Die Geschichten auf diesem Portal enthalten Schilderungen, die verstörend wirken können. Einige Worte oder Beschreibungen können negative Erinnerungen und unangenehme Gefühle auslösen. Falls Sie das Bedürfnis haben, mit jemanden darüber zu sprechen, nutzen Sie bitte die Angebote zur Beratung & Hilfe.
Auch ich habe eine Geschichte zu erzählen. Kein großes Drama, aber ich habe es noch nie jemandem erzählt. Und das schockiert mich, da ich sehr gute Freunde habe und eine Familie, in der man sich alles sagen kann. Damals war ich 14.
Ich bin in der DDR aufgewachsen, die Nachwendezeit war turbulent, alles fühlte sich unsicher an. Viele Eltern hatten ihre Jobs verloren, niemand wusste, was richtig oder falsch war. So wurden wir schnell erwachsen. Ich war das perfekte Kind, erfolgreich beim Ballett, gut in der Schule, hübsch und beliebt.

### Datensatzauszug:
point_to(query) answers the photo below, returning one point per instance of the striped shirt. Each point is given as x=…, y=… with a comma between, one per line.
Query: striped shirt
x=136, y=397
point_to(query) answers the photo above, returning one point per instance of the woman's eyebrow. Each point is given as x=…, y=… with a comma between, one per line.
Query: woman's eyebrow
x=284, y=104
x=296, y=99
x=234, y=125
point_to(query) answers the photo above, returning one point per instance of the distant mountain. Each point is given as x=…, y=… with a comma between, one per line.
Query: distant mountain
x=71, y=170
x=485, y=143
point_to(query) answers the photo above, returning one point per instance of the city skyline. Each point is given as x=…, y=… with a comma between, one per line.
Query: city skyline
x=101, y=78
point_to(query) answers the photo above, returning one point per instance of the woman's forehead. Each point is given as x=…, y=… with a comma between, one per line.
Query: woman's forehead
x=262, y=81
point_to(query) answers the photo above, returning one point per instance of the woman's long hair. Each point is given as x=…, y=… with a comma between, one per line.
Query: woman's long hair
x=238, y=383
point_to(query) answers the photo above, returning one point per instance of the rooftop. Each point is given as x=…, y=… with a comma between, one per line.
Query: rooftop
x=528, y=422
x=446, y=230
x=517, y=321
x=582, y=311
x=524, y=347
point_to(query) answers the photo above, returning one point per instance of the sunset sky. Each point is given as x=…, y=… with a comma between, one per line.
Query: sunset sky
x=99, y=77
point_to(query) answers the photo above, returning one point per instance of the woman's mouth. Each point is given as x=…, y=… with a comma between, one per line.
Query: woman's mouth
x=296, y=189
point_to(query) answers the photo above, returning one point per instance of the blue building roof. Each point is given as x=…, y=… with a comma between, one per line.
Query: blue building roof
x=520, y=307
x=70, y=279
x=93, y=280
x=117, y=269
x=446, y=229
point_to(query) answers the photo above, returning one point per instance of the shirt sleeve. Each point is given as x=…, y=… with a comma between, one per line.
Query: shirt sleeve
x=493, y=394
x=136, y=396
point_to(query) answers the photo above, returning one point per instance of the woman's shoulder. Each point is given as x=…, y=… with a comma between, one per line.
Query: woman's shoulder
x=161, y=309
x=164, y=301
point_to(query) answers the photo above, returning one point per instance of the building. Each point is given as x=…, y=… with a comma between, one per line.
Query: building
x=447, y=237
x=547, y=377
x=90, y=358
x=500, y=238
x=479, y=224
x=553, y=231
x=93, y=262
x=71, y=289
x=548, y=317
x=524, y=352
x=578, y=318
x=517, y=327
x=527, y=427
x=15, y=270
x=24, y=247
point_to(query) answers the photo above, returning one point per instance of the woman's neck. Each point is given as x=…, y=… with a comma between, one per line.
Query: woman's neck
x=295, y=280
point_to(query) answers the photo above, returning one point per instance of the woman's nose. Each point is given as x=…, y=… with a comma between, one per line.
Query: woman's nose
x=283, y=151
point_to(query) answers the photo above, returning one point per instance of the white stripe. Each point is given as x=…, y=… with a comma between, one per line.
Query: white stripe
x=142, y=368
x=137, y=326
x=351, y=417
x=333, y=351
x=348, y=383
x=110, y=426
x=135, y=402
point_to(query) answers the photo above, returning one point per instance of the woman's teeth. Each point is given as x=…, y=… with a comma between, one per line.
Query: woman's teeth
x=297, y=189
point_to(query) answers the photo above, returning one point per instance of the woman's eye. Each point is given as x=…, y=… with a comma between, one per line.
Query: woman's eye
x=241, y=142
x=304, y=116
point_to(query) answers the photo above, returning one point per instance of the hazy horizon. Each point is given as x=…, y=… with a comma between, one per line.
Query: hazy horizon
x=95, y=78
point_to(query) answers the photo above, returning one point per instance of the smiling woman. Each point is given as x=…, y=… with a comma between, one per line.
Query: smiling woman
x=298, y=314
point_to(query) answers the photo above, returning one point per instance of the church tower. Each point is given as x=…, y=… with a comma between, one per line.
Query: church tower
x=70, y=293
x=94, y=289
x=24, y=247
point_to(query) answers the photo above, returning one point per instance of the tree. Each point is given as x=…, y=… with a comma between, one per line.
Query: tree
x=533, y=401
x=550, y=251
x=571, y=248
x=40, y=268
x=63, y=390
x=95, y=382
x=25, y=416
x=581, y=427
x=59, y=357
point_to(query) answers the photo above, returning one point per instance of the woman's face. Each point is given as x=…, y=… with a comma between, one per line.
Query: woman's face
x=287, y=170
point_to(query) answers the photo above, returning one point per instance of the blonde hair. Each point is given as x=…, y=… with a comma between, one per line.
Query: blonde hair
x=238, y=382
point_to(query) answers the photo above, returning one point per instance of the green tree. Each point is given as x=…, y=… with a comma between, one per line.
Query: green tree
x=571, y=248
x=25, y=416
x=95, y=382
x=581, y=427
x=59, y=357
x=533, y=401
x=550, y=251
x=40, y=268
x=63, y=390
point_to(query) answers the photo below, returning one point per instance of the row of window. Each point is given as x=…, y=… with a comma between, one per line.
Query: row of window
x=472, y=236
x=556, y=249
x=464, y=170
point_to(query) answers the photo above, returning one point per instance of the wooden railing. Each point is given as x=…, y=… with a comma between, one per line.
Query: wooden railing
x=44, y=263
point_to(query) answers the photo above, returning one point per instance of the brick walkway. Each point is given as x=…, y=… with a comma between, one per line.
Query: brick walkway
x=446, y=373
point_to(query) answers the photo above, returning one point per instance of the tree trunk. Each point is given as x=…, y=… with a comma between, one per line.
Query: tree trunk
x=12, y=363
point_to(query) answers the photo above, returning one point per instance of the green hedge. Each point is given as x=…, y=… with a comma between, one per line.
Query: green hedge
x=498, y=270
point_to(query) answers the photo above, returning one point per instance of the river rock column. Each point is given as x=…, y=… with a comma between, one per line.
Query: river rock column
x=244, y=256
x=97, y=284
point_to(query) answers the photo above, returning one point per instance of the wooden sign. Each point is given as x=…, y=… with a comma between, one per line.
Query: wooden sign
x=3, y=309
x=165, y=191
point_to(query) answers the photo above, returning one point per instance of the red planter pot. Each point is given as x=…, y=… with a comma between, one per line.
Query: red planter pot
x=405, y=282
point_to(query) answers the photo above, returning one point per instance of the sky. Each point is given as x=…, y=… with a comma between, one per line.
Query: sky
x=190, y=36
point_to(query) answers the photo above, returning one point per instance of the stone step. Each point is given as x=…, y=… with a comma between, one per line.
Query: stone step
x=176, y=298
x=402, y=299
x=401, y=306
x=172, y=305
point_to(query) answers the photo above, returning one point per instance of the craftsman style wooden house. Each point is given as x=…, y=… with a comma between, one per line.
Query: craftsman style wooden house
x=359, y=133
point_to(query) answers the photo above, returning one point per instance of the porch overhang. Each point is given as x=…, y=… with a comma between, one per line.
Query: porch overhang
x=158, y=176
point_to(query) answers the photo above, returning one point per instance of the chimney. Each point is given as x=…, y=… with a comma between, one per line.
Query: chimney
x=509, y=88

### Anweisungen:
(A) In welchem Staat ist die erzählende Person laut dem Erfahrungsbericht aufgewachsen?
(B) Schreiben Sie aus dem Erfahrungsbericht den Abschnitt zwischen "Auch ich habe" und "war ich 14." einschließlich ab.

### Vollständige Antworten:
(A) In der DDR.

(B)
Auch ich habe eine Geschichte zu erzählen. Kein großes Drama, aber ich habe es noch nie jemandem erzählt. Und das schockiert mich, da ich sehr gute Freunde habe und eine Familie, in der man sich alles sagen kann. Damals war ich 14.